Problem to solve -> Every line from the line containing "Trace the outline of every instance of the doorway" through the final line of the data is to be printed exactly; no other line is to appear.
━━ Given information
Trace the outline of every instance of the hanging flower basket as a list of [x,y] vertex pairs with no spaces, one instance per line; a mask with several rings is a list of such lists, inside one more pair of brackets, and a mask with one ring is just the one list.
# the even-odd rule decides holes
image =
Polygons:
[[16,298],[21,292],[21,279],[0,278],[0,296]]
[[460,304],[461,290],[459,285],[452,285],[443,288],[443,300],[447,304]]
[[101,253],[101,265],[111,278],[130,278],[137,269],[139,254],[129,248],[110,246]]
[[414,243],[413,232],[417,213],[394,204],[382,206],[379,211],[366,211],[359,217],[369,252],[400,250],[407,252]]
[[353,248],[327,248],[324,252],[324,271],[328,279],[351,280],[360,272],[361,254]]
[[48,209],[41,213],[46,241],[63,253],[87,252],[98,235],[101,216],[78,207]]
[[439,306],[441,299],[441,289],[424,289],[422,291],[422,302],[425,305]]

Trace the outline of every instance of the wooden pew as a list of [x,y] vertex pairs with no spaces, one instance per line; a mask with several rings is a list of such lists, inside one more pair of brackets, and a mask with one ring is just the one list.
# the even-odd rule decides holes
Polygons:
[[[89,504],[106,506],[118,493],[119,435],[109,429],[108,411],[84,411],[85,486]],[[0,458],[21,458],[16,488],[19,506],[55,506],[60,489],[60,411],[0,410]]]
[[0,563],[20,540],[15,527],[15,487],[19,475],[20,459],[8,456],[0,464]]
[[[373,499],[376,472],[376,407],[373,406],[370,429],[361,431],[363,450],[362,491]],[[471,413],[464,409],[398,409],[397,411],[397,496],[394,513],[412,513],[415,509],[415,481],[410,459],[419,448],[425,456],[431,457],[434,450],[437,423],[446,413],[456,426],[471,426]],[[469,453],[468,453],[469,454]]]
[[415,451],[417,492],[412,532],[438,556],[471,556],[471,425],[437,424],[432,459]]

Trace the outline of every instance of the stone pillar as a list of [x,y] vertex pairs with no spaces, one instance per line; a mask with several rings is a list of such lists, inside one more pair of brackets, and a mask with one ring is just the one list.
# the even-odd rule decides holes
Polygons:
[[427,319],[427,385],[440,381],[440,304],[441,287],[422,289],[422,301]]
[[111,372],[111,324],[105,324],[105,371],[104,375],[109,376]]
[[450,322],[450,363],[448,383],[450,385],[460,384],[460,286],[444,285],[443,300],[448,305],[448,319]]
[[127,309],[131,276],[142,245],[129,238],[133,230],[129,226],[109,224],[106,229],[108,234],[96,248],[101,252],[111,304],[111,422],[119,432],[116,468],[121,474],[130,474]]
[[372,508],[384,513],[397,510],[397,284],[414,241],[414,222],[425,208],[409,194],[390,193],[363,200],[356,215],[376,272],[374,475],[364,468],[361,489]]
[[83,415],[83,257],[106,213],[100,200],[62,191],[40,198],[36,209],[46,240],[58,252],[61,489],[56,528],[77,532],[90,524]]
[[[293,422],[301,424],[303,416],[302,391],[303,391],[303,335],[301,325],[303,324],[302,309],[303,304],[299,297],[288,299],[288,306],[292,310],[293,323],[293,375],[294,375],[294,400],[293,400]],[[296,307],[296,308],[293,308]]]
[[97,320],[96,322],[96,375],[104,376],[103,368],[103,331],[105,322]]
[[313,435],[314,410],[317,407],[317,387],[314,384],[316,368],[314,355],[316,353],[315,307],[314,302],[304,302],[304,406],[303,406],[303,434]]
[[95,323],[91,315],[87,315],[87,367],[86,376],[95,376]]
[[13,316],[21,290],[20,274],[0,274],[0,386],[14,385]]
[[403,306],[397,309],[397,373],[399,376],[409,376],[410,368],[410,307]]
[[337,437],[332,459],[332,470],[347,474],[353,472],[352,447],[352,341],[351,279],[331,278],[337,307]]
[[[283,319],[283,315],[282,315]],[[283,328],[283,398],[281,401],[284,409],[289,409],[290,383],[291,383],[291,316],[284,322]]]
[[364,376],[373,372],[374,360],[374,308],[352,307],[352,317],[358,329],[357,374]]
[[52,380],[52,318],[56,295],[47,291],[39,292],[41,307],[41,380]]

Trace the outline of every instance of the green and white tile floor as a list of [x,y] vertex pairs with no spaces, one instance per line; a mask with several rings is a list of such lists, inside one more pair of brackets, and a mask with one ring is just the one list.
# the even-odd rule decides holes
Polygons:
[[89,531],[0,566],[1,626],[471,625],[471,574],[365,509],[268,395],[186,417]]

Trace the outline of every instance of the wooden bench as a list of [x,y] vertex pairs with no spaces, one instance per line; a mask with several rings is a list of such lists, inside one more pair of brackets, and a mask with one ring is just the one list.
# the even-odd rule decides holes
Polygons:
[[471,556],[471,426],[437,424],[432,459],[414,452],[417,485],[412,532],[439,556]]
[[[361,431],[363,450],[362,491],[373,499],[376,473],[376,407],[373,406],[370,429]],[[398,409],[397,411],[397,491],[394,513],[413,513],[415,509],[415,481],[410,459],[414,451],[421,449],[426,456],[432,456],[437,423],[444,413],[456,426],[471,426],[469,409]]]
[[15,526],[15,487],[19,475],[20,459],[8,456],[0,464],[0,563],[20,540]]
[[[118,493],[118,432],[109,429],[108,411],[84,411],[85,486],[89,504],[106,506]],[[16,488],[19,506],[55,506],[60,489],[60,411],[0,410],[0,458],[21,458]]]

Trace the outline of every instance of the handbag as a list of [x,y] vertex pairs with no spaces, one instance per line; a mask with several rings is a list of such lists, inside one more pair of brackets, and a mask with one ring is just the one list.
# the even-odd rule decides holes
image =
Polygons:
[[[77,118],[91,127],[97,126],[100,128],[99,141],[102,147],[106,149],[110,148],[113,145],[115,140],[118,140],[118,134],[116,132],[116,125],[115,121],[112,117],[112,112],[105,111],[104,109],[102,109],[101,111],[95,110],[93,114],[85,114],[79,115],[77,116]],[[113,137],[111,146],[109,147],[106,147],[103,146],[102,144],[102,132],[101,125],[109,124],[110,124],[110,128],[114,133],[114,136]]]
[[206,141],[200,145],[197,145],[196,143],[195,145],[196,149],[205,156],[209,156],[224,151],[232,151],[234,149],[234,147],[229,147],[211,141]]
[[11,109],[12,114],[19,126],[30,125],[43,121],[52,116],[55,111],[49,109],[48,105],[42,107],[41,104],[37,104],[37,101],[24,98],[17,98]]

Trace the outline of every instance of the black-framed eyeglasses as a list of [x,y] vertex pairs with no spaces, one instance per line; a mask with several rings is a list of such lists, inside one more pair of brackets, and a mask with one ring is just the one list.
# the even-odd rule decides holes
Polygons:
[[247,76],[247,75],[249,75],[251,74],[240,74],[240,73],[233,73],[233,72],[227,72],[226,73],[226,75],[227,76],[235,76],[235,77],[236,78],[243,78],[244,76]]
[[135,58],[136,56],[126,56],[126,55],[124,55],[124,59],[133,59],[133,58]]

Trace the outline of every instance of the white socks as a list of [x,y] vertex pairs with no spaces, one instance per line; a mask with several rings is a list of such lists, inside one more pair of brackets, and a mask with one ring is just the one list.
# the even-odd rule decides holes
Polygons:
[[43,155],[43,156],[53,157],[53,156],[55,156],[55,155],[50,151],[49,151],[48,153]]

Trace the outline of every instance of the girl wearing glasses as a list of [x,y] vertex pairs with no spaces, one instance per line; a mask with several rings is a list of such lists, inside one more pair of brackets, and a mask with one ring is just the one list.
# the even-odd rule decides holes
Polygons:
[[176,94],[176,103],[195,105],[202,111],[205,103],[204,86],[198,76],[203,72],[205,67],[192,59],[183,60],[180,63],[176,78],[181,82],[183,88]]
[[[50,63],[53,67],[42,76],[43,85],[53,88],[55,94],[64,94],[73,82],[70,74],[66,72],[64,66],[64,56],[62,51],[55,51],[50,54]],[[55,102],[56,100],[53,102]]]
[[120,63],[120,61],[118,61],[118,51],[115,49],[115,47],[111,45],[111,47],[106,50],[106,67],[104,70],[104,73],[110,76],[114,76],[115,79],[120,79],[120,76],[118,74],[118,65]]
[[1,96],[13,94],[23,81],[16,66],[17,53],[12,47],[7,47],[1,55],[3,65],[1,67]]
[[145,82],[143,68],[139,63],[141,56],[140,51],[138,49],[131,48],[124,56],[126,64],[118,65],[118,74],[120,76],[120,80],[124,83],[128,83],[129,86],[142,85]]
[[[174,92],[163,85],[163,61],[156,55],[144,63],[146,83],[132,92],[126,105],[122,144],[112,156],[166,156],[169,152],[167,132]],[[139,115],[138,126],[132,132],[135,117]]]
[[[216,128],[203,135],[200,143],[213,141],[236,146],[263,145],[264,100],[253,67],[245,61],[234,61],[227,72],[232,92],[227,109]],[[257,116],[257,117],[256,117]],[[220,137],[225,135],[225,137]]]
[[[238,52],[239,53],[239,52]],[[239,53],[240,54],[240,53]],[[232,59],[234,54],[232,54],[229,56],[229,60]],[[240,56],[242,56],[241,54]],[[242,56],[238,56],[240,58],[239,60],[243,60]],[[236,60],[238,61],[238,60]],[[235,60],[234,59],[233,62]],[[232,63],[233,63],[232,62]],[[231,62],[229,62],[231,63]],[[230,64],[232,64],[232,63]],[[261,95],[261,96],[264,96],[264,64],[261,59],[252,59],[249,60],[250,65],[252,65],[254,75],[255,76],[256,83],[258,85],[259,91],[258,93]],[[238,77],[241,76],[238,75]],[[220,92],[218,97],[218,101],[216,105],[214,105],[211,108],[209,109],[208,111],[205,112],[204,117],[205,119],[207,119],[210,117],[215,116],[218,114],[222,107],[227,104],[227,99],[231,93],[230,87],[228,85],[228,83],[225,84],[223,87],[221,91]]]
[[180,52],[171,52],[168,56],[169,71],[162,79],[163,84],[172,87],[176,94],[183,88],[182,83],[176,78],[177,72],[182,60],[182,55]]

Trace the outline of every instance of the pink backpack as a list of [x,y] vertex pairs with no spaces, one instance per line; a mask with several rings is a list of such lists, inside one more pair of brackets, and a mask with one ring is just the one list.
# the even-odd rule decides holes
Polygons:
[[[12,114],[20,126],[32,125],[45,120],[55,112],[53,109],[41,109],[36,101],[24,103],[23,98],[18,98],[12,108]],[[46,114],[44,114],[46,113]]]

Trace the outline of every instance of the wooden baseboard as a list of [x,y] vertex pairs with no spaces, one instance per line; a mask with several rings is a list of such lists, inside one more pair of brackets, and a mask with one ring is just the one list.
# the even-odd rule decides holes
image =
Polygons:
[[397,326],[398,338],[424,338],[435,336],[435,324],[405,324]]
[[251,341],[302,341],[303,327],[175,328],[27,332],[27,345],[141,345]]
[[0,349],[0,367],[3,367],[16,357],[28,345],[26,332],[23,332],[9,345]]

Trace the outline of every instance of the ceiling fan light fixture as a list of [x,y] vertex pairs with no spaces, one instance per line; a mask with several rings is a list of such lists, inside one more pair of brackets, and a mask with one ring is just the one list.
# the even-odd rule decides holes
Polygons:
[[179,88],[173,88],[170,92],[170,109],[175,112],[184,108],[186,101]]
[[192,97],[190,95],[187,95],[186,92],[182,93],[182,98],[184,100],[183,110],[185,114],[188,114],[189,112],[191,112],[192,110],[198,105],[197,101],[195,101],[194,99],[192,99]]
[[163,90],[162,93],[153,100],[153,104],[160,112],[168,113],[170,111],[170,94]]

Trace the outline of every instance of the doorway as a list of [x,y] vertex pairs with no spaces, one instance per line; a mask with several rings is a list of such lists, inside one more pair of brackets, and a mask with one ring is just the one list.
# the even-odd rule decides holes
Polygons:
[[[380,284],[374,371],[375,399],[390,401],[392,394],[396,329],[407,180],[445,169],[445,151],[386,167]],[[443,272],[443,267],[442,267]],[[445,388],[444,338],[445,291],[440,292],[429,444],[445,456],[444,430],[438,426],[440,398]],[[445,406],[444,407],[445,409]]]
━━━━
Response for this exercise ->
Trace the outline of every instance of the doorway as a list of [x,y] vertex pairs with no spaces, one instance per line; a mask with several rings is a list of such lists, inside one more pair of brackets, and a mask with one ring is just the one list.
# the even-odd rule decides holes
Polygons:
[[[380,284],[374,371],[375,399],[390,401],[392,394],[396,329],[407,180],[445,169],[445,151],[386,167]],[[443,272],[443,267],[442,267]],[[445,388],[444,338],[445,291],[440,292],[429,444],[445,456],[444,430],[438,426],[440,398]],[[445,406],[444,407],[445,409]]]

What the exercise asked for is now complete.